- _Exercise prompt_
Reproduce the stretch of material from the line containing "the black backpack?" through the line containing "[91,343,139,393]", unchanged and with nothing else added.

- _Supplied data_
============

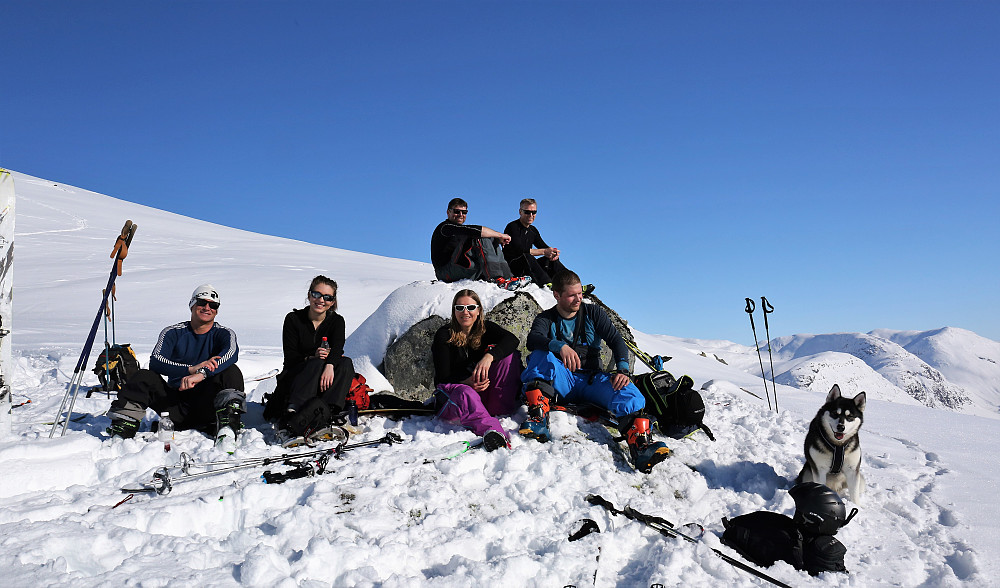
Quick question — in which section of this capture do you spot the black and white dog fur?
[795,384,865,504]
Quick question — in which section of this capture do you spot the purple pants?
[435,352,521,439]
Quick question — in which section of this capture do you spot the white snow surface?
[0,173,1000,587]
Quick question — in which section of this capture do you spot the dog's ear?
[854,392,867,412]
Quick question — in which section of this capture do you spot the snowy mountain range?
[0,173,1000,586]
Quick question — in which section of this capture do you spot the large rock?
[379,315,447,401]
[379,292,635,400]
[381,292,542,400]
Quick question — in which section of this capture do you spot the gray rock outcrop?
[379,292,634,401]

============

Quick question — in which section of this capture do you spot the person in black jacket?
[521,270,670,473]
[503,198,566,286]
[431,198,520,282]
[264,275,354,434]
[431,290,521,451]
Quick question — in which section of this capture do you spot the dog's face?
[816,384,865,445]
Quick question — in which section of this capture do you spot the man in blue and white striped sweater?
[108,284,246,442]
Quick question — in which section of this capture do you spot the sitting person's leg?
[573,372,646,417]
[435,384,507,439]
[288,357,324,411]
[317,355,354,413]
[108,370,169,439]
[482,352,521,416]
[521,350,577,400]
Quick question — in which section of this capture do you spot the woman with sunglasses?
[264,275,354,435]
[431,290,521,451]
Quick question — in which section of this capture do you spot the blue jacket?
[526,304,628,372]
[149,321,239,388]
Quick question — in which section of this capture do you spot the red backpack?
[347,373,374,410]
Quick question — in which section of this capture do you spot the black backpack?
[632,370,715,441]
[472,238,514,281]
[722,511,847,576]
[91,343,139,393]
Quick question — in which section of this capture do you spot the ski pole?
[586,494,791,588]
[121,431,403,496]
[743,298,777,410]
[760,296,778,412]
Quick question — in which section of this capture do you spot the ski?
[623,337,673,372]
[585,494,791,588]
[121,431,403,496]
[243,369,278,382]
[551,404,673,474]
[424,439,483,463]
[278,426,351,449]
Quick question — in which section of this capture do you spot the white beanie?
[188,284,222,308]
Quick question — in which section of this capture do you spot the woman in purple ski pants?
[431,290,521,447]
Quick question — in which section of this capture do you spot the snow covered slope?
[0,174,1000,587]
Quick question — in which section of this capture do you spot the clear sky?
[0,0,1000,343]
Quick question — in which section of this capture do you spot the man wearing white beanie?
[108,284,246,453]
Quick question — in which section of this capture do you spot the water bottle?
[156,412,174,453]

============

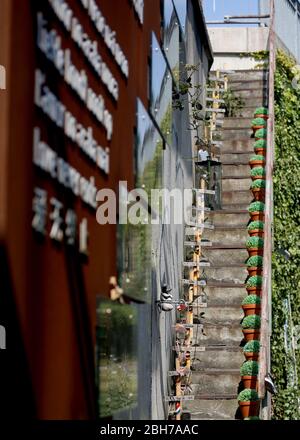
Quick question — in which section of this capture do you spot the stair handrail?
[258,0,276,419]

============

- _Answer to this exercise_
Quick question — in which section of this capture do you spot the black backpack?
[632,370,715,441]
[472,238,514,281]
[722,511,847,576]
[91,343,139,393]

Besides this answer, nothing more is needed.